YuanxunLu / LiveSpeechPortraits

Live Speech Portraits: Real-Time Photorealistic Talking-Head Animation (SIGGRAPH Asia 2021)
MIT License
1.16k stars 200 forks source link

about Data preprocess #9

Closed X-niper closed 2 years ago

X-niper commented 2 years ago

Impressive job!

I wonder how to preprocess the images. Specifically, could you please share the scripts on choosing the four candidate images from the sequences and how to draw the shoulder edges since the landmark detectors I have found are all face landmark detectors.

Thanks !

YuanxunLu commented 2 years ago

For the data preprocessing, please check section 4.1 in the paper. For the candidate images selection, please check section 3.4 in the paper. For the shoulder edges drawing, please also check section 4.1 in the paper. Specifically, shoulder points are not automatically detected. We manually selected once for the first frame and tracked them using optical flow. Learning-based methods, e.g., raft may work better.

Feel free to comment if you have any questions.

DWCTOD commented 2 years ago

For the data preprocessing, please check section 4.1 in the paper. For the candidate images selection, please check section 3.4 in the paper. For the shoulder edges drawing, please also check section 4.1 in the paper. Specifically, shoulder points are not automatically detected. We manually selected once for the first frame and tracked them using optical flow. Learning-based methods, e.g., raft may work better.

Feel free to comment if you have any questions.

大佬您好,感谢大佬的分享。 对数据集处理步骤的理解: 1、对人脸区域进行裁剪;2、人脸关键点检测、跟踪;3、肩膀部分的处理,手动选择第一帧中的某些点,后续使用光流去跟踪;4、相机标定。 数据集处理部分存在的疑问,这里对肩膀边缘选取的时候,应该是二维的坐标点吧,可是数据集“shoulder_points3D” (是三维的点吧)要如何获得? 另外图片合成部分: 1、输入的图片:13(1 + 3 × 4) × 512 × 512 这个 13 的具体含义? 2、没太看懂这4张Candidate的图片是如何选取?有两张是选择数据集中嘴唇区域第100大/小的图片,另外两张是对剩余的数据集等间隔沿x轴和y轴旋转采样,并取其中最接近的两个样本?(后面两张的选择没看明白具体是如何操作的) image

YuanxunLu commented 2 years ago
  1. Your understanding of dataset processing is roughly right. The shoulder is modeled as a billboard, the depth of the billboard is set as the average depth of the facial landmarks in the training sequences. Please check section 3.3 in the paper. Yep, tracked shoulder points are 2D at first, but we can reconstruct them into 3D space (using billboard assumption & camera calibration).

> [Exercises to complete]
A. Render this sentence from the data preprocessing thread in Spanish: "Specifically, shoulder points are not automatically detected."
B. Decide whether each statement agrees with the data preprocessing thread. Answer yes or no and quote the words that settle it: (i) The shoulder is modeled as a billboard. (ii) Shoulder points are found automatically by a landmark detector. (iii) The paper covers candidate image selection in section 4.1.
C. Please write out the data preprocessing thread word for word from "Live Speech Portraits: Real-Time" to "Impressive job!".
The listing after the data preprocessing thread isn't needed for anything here.

> [Stored records]

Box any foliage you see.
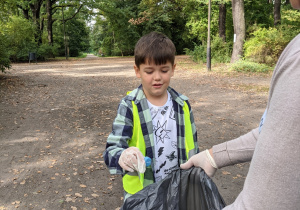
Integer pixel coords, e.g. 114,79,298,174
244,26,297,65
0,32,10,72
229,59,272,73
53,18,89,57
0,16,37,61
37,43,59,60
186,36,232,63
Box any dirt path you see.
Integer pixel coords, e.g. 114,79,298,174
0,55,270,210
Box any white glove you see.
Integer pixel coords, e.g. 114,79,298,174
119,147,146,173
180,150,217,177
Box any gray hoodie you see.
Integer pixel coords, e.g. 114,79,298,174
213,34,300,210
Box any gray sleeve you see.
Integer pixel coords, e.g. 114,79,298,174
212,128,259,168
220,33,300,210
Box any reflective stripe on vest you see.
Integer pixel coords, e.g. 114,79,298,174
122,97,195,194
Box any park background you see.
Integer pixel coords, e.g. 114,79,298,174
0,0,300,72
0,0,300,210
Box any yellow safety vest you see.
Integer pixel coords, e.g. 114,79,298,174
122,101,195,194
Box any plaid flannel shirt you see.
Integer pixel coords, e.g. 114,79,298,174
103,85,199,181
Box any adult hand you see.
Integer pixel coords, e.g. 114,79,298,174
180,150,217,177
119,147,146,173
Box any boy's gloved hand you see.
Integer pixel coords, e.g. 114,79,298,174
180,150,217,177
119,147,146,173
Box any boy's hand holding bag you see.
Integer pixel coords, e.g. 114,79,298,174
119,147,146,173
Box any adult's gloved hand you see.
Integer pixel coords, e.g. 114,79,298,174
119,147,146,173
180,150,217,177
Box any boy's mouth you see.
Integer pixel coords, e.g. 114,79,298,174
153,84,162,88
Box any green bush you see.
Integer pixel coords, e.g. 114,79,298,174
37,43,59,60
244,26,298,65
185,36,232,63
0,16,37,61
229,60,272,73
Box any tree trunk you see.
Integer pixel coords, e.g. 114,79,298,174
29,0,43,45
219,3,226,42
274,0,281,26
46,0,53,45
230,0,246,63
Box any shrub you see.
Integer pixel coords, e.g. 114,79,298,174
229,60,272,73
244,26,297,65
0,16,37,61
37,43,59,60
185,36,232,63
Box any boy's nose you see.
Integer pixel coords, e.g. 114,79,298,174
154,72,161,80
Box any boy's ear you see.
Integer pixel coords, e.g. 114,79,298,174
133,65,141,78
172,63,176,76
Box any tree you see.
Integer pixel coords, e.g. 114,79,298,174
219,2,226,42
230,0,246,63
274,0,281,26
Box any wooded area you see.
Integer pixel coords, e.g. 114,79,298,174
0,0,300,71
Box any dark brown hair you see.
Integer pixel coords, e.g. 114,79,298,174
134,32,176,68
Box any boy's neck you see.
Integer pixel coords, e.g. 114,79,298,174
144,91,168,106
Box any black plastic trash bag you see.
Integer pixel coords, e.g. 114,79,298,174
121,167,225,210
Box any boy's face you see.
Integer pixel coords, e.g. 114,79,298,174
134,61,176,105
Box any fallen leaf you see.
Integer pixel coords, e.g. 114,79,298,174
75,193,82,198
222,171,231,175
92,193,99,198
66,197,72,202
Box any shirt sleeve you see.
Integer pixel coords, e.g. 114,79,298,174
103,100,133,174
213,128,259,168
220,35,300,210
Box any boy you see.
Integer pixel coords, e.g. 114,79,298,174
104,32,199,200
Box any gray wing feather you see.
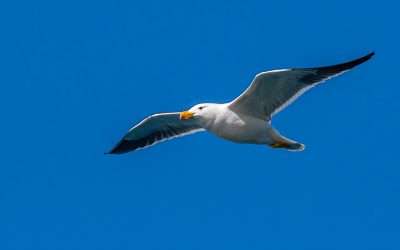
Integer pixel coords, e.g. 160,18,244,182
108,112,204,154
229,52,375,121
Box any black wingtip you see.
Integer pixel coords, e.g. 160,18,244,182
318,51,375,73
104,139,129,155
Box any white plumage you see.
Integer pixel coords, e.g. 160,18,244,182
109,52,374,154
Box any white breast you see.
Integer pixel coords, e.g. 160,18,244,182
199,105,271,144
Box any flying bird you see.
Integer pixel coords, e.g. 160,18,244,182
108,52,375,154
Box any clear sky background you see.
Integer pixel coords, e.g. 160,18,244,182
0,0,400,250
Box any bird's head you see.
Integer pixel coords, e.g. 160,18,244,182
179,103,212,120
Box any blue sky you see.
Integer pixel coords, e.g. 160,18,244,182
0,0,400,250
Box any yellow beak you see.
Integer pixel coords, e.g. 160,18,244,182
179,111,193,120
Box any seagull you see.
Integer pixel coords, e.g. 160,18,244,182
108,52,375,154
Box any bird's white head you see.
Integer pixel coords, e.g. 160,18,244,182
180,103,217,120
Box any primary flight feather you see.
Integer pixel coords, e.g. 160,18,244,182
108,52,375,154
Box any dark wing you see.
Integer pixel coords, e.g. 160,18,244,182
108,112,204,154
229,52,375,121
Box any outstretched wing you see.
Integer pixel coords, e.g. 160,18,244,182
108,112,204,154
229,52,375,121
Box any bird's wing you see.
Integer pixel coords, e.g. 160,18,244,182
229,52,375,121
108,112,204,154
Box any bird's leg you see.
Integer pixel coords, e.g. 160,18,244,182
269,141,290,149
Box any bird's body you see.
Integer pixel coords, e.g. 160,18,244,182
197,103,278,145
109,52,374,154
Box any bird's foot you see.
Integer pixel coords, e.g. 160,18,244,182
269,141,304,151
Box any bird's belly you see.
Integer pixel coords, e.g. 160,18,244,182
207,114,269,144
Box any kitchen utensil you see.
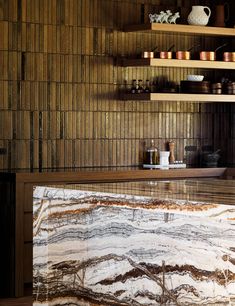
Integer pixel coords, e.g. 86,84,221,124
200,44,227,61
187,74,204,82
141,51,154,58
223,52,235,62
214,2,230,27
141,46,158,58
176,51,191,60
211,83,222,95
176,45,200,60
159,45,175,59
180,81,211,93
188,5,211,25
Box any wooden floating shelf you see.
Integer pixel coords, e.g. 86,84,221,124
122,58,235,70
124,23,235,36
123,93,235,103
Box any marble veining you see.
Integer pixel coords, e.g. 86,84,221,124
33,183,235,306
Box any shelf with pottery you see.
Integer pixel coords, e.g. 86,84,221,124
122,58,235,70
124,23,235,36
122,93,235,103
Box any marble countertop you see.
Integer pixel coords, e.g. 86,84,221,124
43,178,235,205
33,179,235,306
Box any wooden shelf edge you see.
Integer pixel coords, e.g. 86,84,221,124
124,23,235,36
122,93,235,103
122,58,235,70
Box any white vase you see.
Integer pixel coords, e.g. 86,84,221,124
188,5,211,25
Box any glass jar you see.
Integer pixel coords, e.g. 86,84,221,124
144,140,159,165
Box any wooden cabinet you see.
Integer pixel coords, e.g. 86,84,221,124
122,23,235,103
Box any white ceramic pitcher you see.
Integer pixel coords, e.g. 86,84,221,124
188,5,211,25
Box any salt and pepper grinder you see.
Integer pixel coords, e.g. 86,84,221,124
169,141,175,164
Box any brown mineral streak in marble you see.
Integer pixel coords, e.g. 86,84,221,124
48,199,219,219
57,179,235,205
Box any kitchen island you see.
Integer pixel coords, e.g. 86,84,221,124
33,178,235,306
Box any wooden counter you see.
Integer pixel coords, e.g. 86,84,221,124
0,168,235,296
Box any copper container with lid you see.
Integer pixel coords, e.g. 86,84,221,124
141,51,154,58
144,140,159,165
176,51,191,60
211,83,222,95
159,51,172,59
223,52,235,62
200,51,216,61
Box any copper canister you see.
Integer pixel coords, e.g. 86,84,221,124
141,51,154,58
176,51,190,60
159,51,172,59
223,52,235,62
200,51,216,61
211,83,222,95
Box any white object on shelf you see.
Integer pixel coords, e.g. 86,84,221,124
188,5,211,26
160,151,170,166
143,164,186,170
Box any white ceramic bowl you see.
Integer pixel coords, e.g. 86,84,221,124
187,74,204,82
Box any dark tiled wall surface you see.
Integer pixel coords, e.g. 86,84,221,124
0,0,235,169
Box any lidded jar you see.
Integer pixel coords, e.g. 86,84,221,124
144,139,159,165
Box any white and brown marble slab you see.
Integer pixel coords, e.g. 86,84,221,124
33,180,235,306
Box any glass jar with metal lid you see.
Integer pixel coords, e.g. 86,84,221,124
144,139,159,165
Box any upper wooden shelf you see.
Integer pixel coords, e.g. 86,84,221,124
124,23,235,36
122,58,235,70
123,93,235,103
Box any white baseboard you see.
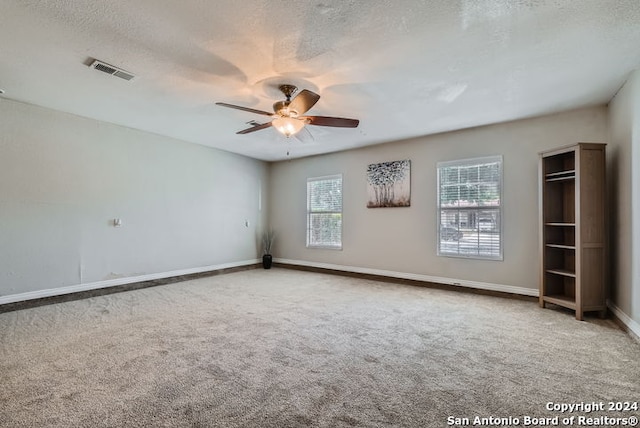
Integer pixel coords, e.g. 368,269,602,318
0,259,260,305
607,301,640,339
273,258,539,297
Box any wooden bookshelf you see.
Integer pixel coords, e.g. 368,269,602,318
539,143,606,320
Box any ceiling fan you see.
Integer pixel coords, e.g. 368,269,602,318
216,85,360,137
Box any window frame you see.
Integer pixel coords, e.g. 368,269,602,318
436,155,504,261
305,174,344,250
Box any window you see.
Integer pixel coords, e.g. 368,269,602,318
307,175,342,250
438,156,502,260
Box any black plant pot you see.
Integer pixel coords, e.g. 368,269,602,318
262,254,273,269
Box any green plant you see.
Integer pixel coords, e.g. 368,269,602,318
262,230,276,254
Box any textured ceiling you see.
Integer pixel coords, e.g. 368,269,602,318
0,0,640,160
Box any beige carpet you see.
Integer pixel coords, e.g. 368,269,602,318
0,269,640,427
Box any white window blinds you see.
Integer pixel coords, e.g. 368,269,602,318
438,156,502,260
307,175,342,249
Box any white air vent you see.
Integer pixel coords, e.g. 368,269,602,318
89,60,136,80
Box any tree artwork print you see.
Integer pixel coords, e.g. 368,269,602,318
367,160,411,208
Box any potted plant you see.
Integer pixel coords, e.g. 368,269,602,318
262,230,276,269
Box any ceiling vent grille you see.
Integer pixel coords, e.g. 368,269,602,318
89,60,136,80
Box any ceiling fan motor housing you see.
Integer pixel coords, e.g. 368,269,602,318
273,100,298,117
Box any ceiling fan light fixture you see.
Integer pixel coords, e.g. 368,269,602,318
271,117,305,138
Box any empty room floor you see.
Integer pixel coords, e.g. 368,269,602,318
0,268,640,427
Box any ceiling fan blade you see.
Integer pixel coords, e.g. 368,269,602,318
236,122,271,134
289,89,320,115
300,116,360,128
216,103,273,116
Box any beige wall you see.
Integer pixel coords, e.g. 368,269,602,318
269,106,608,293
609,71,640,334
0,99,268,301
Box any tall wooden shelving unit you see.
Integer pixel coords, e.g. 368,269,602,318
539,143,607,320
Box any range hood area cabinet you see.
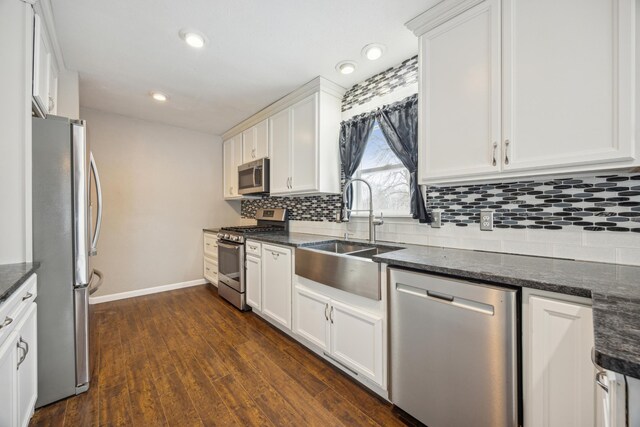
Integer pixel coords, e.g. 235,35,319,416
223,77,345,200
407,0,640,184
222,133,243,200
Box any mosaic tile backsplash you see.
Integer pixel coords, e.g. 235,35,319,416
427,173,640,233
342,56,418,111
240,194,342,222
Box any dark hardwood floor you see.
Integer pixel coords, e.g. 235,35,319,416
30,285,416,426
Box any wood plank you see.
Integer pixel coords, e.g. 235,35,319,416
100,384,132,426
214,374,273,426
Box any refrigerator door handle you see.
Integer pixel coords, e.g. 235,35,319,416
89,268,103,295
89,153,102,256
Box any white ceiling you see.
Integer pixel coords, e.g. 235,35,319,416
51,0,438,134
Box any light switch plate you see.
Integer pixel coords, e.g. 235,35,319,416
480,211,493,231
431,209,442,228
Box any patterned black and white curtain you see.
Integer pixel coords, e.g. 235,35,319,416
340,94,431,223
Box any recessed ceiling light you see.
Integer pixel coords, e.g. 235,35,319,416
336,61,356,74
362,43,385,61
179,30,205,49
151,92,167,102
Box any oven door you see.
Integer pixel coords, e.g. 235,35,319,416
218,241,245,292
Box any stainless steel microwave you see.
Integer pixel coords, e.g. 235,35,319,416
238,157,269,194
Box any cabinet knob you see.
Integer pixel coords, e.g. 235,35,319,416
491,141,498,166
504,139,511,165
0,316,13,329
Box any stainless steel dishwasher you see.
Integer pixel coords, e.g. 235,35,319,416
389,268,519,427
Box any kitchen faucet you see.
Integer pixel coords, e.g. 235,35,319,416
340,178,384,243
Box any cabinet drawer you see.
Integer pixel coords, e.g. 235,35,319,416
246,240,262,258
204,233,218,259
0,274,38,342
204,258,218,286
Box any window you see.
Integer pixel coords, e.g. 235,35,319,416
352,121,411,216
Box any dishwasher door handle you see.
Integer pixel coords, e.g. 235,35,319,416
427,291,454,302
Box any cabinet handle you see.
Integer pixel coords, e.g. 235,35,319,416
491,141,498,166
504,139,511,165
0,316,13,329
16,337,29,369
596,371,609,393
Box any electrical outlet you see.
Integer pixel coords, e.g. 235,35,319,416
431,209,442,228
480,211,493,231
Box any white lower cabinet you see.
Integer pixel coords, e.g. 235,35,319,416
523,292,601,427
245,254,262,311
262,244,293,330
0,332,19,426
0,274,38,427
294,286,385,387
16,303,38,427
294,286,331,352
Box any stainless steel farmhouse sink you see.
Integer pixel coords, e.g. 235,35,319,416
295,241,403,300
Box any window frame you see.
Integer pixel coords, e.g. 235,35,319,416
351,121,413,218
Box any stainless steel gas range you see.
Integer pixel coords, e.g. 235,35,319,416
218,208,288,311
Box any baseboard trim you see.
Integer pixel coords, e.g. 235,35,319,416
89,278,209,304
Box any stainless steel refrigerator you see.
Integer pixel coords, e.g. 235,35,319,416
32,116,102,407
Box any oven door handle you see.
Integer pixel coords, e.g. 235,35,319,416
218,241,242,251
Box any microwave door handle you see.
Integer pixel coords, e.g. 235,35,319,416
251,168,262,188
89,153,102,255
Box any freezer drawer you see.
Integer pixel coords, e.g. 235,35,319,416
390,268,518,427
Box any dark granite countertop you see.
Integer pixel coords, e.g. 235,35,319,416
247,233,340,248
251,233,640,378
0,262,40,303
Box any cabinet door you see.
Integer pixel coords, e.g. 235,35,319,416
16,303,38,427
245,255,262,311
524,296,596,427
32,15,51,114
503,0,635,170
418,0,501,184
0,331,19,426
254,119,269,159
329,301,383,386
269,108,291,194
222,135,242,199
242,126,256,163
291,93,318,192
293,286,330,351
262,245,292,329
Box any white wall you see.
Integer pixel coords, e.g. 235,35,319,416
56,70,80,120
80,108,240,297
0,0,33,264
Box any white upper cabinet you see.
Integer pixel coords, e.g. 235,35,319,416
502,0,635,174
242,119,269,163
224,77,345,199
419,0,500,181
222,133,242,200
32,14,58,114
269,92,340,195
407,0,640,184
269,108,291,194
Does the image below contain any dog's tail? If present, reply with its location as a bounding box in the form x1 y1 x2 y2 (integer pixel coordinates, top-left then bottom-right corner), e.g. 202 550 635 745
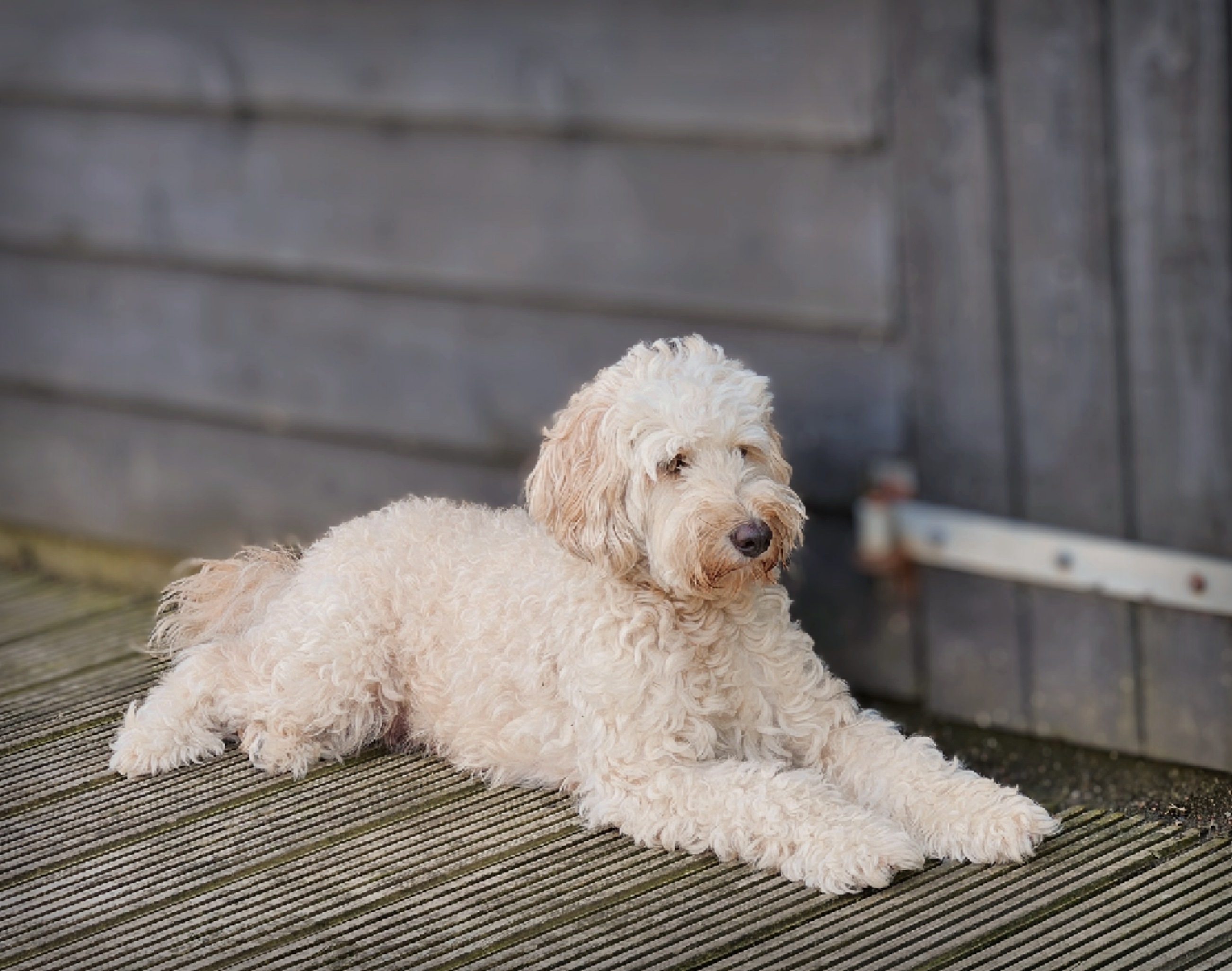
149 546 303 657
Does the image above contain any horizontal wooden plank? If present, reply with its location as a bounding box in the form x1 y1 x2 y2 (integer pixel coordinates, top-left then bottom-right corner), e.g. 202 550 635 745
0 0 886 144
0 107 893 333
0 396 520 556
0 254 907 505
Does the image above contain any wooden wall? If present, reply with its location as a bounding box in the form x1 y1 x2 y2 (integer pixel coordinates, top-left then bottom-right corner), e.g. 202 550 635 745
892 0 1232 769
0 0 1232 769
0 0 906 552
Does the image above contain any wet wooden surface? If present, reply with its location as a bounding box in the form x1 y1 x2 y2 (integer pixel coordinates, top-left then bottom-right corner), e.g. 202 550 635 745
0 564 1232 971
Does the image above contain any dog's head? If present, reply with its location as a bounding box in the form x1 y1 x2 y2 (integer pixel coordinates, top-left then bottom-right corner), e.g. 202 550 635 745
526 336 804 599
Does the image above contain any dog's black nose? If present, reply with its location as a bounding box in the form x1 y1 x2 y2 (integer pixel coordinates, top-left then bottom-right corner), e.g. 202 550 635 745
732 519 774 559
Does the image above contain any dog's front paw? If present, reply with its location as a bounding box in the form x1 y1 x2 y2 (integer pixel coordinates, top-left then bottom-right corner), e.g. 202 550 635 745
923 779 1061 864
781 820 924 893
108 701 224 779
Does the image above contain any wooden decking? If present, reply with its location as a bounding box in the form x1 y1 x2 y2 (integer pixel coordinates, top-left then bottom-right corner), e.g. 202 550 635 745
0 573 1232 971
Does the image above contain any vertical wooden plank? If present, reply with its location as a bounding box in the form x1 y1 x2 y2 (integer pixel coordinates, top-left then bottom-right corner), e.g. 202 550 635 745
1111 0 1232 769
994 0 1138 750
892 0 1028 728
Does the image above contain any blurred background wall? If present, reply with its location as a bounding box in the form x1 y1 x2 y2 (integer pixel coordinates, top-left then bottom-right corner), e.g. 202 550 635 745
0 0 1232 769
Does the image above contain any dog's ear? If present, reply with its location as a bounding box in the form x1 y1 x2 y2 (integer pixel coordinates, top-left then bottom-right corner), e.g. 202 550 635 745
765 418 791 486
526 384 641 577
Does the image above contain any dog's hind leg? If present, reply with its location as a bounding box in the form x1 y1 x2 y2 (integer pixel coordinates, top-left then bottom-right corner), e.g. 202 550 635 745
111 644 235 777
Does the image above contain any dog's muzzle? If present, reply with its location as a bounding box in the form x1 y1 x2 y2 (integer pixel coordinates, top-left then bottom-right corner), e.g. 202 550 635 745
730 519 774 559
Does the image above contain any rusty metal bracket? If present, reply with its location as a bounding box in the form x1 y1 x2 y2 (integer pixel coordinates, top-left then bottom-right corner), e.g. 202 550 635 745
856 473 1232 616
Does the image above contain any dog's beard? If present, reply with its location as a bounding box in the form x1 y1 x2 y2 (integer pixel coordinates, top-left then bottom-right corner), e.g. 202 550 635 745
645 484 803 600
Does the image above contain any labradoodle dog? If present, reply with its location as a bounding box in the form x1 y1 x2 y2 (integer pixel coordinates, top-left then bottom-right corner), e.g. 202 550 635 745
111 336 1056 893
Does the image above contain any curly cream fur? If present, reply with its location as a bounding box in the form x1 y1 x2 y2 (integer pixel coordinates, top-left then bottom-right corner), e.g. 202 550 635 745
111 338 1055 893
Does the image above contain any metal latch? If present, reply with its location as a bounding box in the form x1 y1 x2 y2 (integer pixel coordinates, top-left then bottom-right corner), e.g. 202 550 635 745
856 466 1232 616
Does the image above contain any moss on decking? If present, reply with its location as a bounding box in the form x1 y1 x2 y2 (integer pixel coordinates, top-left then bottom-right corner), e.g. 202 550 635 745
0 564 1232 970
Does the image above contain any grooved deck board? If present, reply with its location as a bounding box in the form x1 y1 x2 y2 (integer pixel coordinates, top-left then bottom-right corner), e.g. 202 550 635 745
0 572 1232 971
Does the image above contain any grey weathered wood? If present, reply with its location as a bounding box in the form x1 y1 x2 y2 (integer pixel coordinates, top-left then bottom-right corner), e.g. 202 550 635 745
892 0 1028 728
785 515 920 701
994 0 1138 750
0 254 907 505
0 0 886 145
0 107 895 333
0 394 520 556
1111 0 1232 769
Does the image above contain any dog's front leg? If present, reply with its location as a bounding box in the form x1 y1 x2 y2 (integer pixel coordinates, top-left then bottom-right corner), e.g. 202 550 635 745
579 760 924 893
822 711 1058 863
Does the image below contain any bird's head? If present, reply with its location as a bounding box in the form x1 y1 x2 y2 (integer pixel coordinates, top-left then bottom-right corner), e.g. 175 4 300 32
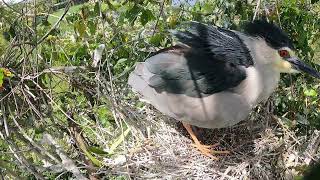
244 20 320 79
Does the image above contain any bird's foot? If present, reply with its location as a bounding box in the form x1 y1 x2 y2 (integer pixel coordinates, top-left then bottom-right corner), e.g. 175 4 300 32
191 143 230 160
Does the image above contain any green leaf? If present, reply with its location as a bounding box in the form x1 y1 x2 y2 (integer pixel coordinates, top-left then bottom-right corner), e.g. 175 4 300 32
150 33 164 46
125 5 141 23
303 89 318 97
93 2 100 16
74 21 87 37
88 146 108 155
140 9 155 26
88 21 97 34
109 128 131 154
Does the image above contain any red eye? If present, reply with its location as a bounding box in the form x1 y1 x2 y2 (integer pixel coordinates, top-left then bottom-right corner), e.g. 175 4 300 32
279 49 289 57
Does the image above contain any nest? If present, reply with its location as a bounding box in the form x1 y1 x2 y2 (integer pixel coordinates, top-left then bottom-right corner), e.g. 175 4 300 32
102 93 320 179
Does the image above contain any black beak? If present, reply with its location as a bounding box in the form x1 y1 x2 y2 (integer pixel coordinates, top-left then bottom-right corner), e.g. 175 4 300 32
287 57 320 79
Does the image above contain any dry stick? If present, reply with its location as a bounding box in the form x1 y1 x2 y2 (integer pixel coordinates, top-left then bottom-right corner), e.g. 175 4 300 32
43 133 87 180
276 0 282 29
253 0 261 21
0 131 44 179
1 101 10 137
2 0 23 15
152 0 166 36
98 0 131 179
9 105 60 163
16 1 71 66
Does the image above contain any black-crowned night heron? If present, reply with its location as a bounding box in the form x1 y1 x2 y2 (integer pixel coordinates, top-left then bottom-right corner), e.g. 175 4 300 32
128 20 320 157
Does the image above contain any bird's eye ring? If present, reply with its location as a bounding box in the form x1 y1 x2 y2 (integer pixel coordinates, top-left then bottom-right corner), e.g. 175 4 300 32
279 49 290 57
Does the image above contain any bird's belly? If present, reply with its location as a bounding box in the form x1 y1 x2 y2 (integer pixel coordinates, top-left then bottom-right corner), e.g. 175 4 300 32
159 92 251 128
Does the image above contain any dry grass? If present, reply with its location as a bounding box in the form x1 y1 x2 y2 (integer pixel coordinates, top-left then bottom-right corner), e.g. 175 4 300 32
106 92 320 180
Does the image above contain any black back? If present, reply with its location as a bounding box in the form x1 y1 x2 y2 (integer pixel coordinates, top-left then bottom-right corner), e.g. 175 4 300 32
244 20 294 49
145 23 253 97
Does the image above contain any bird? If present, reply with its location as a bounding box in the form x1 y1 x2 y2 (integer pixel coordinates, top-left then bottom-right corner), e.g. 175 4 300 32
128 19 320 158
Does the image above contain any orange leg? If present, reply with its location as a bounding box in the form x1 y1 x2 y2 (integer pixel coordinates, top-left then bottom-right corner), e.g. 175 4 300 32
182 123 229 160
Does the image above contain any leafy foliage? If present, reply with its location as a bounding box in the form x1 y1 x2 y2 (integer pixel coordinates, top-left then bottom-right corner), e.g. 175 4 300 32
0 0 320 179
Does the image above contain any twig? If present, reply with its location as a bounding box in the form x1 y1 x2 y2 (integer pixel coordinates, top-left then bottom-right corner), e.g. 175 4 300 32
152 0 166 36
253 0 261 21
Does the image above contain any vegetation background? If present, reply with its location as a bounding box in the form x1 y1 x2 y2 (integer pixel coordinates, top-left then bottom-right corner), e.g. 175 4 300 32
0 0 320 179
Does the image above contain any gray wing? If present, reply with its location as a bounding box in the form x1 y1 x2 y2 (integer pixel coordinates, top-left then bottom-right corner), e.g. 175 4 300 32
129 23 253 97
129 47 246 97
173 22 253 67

> [Worked answers]
A. En concreto, los puntos de los hombros no se detectan automáticamente.

B.
(i) Yes: "The shoulder is modeled as a billboard"
(ii) No: "shoulder points are not automatically detected"
(iii) No: "For the candidate images selection, please check section 3.4 in the paper."

C.
Live Speech Portraits: Real-Time Photorealistic Talking-Head Animation (SIGGRAPH Asia 2021)
MIT License
1.16k stars 200 forks source link

about Data preprocess #9

Closed X-niper closed 2 years ago

X-niper commented 2 years ago

Impressive job!